> **WORK ITEM**:
Continue the report on the Briarthorn OpSec Guide below, starting right after its final paragraph.

> **SOURCE DOCUMENT**:
--*--

Operating in the Shadows: Extremist Collective Publishes Guide for Illicit Organizational Survival

Executive Summary

A new operational security manual, The Briarthorn OpSec Guide, was released in 2025 by an anonymous collective through the No Trace Project. The guide is a tactical blueprint for operating an illegal activist organization while evading law enforcement in the UK.

Analysis

The Briarthorn OpSec Guide, published via the No Trace Project in 2025, is an openly subversive manual that offers step-by-step procedures for establishing and maintaining a clandestine activist organization. Explicitly targeting individuals engaged in unlawful actions, the guide describes in plain language how to travel undetected, avoid surveillance, manage sensitive communications, and eliminate digital traces — all under the premise of resisting state power.

The guide prioritizes two key concepts: threat modeling and defense in depth. Threat modeling helps actors assess their exposure based on what adversaries — primarily UK police — can realistically do. Defense in depth assumes eventual failure of security measures and builds multiple layers of redundancy to minimize damage when a breach occurs. This dual structure reflects operational philosophies used by insurgent or extremist cells globally.

--*--

> **DATASET**:
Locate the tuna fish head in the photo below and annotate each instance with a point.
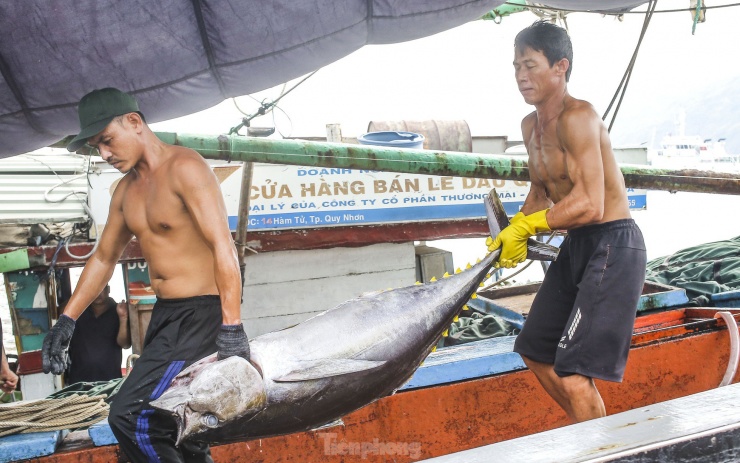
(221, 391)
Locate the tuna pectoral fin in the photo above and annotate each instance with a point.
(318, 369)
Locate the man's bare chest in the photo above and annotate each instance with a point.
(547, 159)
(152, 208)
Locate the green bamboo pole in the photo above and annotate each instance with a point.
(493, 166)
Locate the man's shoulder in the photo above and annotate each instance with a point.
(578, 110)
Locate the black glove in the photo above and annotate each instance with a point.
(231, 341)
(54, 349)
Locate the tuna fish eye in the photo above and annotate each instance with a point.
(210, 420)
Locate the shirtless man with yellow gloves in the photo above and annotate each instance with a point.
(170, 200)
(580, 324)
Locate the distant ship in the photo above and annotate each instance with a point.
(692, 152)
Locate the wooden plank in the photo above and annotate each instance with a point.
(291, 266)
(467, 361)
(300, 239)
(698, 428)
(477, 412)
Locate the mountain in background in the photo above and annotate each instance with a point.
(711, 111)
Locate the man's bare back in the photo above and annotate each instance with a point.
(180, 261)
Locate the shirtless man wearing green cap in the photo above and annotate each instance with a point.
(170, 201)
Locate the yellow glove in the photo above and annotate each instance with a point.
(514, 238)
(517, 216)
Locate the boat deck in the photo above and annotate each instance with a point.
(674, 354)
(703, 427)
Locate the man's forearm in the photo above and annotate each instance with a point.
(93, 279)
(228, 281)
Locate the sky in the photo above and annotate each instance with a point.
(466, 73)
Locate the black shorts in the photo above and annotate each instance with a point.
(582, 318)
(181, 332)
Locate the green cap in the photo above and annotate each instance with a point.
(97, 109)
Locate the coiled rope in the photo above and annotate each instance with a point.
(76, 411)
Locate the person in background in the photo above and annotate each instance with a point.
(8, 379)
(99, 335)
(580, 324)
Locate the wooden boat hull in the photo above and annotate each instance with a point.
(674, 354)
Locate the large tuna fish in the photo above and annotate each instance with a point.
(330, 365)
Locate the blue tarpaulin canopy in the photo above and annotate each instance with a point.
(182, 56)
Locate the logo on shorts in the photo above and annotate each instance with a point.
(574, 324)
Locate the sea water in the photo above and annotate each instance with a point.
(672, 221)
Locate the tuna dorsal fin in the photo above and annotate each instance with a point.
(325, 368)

--*--

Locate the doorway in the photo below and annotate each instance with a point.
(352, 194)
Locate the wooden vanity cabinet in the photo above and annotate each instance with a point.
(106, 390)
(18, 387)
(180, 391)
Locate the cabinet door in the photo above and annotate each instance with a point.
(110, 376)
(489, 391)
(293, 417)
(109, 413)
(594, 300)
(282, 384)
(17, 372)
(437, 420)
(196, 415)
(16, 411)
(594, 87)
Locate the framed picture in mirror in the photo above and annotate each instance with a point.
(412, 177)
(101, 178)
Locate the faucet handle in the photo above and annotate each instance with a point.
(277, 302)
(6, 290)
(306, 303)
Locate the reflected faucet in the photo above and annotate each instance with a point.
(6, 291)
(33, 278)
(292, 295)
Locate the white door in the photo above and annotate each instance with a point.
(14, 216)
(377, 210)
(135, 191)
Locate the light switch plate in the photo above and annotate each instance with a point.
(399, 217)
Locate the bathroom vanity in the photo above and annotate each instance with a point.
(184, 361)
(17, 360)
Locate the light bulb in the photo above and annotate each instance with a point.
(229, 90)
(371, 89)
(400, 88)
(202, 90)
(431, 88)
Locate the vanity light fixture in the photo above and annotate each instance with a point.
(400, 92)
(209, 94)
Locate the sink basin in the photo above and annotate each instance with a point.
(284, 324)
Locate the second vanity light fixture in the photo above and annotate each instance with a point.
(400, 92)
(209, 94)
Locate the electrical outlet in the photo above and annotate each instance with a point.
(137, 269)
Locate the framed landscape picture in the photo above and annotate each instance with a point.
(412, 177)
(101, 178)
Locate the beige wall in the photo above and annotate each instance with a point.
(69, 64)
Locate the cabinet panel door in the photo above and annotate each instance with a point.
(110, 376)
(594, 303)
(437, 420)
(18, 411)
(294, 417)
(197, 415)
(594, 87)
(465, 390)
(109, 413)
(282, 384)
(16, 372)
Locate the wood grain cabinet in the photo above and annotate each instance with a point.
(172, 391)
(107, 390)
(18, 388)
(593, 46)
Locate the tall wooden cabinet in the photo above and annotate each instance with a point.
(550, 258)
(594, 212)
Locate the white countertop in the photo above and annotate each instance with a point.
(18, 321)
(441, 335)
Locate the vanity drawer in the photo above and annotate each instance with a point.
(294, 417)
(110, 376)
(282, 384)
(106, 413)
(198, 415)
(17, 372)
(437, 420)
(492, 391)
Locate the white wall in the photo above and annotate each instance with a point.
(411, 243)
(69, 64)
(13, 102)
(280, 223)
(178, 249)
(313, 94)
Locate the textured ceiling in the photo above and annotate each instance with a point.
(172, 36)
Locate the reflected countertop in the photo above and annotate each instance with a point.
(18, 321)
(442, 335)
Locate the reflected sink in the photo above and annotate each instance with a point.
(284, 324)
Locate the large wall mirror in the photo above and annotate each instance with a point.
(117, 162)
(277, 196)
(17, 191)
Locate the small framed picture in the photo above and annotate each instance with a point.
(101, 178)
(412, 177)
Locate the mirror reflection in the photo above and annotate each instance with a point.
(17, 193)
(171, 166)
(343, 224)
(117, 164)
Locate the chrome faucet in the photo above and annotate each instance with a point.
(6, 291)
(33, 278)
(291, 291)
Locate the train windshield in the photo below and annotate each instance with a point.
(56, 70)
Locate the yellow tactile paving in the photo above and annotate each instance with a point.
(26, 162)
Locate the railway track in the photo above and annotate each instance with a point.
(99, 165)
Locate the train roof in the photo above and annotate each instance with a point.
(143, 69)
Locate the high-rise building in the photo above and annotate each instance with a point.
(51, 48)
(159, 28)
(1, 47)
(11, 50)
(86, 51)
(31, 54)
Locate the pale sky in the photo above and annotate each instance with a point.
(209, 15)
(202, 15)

--*--

> **EXERCISE ANSWER**:
Among the guide’s procedures are instructions for buying goods anonymously (both online and offline), sending mail securely, laundering money, using encrypted communications, hiding digital or physical materials, and managing arrest scenarios. Messaging strategies focus heavily on Signal, while browser anonymity and cryptocurrency best practices are detailed through tools like Tor, Tails, and Monero. For higher-risk actions, the guide outlines “Paranoid” procedures such as rotating burner phones, storing items offsite, and avoiding metadata leaks.

The authors caution users not to become paralyzed by security concerns, urging them to act despite imperfect setups. This emphasis on “doing over perfecting” reflects a movement mindset: resistance must continue even under threat. While the guide avoids any direct ideological labels, it is built for those who operate outside the law in pursuit of political or ideological goals — making it a potential threat multiplier for radicalized cells or lone actors.

Its publication through No Trace Project, a known anti-state resource hub, and its unapologetic framing as a tool for “illegal activist organisations,” position this guide not as theoretical advocacy, but as a manual intended for real-world subversion.